>> Start

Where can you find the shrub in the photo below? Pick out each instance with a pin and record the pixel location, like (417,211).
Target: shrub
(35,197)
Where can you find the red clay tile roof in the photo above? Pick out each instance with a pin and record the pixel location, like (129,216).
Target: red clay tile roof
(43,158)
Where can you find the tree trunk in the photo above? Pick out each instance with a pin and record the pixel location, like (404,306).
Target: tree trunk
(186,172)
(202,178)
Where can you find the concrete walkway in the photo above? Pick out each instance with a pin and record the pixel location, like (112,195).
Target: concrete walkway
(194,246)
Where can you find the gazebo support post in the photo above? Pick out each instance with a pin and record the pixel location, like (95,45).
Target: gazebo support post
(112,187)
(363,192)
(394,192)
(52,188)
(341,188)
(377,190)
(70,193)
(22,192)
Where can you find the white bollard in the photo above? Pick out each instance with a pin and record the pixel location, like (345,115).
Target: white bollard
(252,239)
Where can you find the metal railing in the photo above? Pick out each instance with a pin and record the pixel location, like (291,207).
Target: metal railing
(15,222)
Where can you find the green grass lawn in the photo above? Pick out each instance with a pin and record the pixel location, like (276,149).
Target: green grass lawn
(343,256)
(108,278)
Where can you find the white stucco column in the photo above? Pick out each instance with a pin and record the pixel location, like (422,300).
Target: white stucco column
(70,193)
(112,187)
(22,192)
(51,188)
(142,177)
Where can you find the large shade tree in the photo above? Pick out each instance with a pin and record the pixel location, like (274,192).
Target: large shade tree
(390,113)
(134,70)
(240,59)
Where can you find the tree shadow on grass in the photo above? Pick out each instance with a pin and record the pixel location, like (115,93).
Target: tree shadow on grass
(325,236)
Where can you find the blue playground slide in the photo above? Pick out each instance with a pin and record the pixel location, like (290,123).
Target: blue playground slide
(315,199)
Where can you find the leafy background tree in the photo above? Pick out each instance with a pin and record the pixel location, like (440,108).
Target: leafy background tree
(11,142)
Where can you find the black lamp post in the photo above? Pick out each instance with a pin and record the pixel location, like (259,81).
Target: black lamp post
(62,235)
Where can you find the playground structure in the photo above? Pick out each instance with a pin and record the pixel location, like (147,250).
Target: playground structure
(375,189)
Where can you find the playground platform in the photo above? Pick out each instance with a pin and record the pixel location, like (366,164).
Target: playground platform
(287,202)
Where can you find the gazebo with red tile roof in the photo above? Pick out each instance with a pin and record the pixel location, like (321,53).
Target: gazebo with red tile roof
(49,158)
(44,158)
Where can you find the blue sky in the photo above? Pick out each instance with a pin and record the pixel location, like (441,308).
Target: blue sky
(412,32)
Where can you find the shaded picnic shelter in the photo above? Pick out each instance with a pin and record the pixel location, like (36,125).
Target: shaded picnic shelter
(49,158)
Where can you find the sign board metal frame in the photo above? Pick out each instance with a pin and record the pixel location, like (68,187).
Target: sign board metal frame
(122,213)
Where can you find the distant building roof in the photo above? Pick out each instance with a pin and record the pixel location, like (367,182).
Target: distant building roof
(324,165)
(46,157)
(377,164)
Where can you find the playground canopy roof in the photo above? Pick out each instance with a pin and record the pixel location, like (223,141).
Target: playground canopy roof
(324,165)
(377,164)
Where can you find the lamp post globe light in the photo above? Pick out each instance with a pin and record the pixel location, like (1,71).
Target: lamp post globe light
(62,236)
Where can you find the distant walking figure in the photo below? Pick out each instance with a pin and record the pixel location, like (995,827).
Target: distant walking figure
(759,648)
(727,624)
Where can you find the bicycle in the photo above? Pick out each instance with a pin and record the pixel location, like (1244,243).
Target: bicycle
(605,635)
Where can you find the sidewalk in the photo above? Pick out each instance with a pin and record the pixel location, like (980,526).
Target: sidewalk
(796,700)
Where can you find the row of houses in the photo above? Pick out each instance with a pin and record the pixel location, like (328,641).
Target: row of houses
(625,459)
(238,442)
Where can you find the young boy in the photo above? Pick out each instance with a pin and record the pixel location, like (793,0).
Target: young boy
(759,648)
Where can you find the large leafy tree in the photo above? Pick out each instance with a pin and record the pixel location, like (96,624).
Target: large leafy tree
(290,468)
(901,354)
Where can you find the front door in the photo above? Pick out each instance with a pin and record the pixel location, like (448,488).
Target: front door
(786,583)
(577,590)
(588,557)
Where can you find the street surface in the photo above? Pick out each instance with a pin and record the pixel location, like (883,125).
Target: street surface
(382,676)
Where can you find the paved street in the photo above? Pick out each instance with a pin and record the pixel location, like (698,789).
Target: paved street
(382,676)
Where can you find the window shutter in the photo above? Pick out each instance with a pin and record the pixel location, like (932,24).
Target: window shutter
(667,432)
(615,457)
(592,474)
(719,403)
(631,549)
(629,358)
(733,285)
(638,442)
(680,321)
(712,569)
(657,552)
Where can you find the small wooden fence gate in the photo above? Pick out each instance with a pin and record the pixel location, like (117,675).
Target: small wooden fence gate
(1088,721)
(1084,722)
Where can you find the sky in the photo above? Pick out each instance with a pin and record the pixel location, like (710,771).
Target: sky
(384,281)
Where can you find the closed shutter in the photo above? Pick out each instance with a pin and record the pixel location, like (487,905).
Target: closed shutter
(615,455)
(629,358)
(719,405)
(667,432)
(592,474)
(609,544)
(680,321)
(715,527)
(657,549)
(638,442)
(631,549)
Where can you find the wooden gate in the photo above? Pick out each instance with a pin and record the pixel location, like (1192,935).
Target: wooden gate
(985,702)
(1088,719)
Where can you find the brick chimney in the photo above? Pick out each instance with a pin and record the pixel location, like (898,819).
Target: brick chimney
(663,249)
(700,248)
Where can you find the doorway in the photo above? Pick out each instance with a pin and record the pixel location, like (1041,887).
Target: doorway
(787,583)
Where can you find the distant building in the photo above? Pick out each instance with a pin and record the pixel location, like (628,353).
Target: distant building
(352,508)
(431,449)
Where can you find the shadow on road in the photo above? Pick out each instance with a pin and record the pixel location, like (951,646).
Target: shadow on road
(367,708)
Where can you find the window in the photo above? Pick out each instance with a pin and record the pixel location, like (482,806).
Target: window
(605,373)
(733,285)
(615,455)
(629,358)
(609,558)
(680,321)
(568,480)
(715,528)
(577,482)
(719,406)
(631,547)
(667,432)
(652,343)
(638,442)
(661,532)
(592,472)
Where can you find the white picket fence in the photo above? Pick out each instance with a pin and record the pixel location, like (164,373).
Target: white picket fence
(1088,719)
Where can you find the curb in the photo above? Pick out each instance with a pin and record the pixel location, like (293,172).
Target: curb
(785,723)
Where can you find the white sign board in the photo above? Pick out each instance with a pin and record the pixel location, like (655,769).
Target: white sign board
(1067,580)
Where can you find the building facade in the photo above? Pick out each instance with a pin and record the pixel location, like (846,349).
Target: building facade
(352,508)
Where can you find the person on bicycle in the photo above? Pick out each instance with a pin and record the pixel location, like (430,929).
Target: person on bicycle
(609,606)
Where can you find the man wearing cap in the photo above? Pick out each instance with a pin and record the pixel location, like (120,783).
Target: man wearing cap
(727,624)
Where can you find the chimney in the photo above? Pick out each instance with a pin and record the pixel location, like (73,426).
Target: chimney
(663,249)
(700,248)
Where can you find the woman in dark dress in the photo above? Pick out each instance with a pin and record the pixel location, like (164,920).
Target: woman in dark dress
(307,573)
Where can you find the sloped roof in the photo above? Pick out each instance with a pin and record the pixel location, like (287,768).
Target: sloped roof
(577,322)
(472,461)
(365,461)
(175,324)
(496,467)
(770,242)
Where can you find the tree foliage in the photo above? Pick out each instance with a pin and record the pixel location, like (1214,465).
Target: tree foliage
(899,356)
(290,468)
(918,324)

>> End

**Work instructions:**
Rewrite the material from the line containing "Where can you find the person" down to the end, changing "sloped roof" to "pitched roof" and leaving everything else as it is.

**Output of the task:**
Where can you find the person on bicycle in the photo above? Pick out each instance with a pin and record the pixel location, like (430,929).
Target: person on bicycle
(609,606)
Where can you find the man wearing cap in the photo above? Pick out each instance with a pin and record the pixel location, like (120,783).
Target: man wearing cap
(727,624)
Where can you find the chimney in the photo above? Pick out each instance with a pin and record the pixel location, like (73,426).
Target: chimney
(663,249)
(700,248)
Where can you find the woman in dark dress in the photo above? Pick out each instance with a pin and record the pixel location, like (164,920).
Target: woman in dark dress
(307,573)
Where can you find the pitched roof in the photo above? Pick out each instance with a pin and record the pixel location, like (287,768).
Target: pitched roof
(577,322)
(472,461)
(365,461)
(175,324)
(496,467)
(770,242)
Where can you find the tree foliage in the photo above? Pick out each instance with a pin and record the pixel location, like (1214,465).
Target: tree foliage
(899,356)
(290,468)
(918,324)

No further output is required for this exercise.